[Saved entries]
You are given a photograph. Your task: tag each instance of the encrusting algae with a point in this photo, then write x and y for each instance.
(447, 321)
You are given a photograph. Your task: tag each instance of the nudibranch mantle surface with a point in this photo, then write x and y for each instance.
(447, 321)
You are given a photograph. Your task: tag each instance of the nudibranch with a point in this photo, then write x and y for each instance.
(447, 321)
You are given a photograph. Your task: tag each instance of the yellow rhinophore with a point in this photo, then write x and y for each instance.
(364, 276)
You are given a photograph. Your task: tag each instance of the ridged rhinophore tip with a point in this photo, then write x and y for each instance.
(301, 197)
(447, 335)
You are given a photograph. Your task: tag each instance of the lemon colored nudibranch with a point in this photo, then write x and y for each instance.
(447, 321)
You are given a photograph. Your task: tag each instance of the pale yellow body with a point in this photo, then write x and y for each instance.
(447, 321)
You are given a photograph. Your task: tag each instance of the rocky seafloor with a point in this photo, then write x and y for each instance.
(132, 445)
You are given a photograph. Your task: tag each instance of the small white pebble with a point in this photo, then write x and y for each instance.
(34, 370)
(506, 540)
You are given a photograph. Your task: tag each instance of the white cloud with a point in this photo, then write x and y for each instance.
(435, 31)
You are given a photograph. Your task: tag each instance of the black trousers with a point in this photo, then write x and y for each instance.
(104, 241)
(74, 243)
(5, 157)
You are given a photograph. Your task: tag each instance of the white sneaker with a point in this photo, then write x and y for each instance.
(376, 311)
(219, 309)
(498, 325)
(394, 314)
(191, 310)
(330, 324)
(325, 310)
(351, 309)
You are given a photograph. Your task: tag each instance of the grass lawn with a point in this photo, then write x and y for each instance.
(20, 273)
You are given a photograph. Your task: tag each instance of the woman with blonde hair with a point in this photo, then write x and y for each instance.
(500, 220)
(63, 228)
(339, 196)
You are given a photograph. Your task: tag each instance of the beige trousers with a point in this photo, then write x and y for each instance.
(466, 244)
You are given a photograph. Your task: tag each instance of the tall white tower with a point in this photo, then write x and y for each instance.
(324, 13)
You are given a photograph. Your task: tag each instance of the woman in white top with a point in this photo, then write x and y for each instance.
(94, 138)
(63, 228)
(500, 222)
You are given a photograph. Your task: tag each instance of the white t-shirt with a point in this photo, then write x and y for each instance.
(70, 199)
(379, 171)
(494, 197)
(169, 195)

Exercise requirements
May I have all of the records repeated exactly?

Exercise solution
You are given a photograph. Your task: tag each instance of the encrusting algae with a point in this photo, then write x and y for each instance.
(447, 321)
You are given a photograph. Your task: tag each instance of the nudibranch mantle surface with a point in this photo, then write x and y for each instance.
(447, 321)
You are given a photograph. Your task: tag each instance of the nudibranch with a point in this photo, then write x and y for each instance.
(447, 321)
You are given a photograph. Your task: tag each instance of the yellow rhinophore with a point in this photo, then write x and y for each instance.
(364, 276)
You are given a photograph. Your task: tag each instance of the ridged rhinophore tip with a point in this photo, then write x and y for each instance.
(301, 197)
(447, 335)
You are given a photograph. Your task: tag each instance of the lemon colored nudibranch with a point in this photo, then write x and y for each instance.
(447, 321)
You are given a photograph. Your task: tag each instance of the pale yellow body with a point in this photo, then write x and y for each instance.
(447, 321)
You are given a photograph. Your task: tag each instance of the rocky seafloor with a point in this photo, then write x and y for each instance.
(132, 445)
You are given a photograph. Your task: tag each instance of the small white pebble with a point in this photo, then write x and y for each instance.
(34, 370)
(506, 540)
You are given a photograph. Your task: tag each instance of the white cloud with a point in this photo, then write x and y for each instance.
(435, 31)
You are given a photograph. Your task: tag each instance of the black trousers with a point in this photo, then write x and y for each instance.
(104, 241)
(74, 243)
(5, 157)
You are given a photograph. Your task: tag each instance of the white sneaker with a point in this photo, then write x and y for each instance.
(376, 311)
(219, 309)
(498, 325)
(394, 314)
(191, 310)
(330, 324)
(325, 310)
(351, 309)
You are given a photograph. Your task: tag each instance of the grass lawn with a point in this photo, then write x and y for each instance.
(20, 273)
You are given a photograph. Your task: tag each instance of the woman with blonde hair with a point in this photo, then write x and y for each instance.
(500, 220)
(63, 228)
(339, 196)
You are given a photograph. Your task: tag each instance of the beige trousers with a point in this photo, then write x and y for each instance.
(466, 244)
You are given a photograph. Your task: tag each instance of the tall white tower with a point in this photo, then write x and y for each instance.
(324, 13)
You are given a photograph. Your task: tag each instance of the woman in white top with a point in this photo, then write x and y for each instance.
(94, 138)
(63, 228)
(500, 222)
You are given a photograph. Your task: tag each instance of the white t-shirt with a point in this photo, then write x and y for each instance.
(70, 199)
(379, 171)
(494, 197)
(169, 195)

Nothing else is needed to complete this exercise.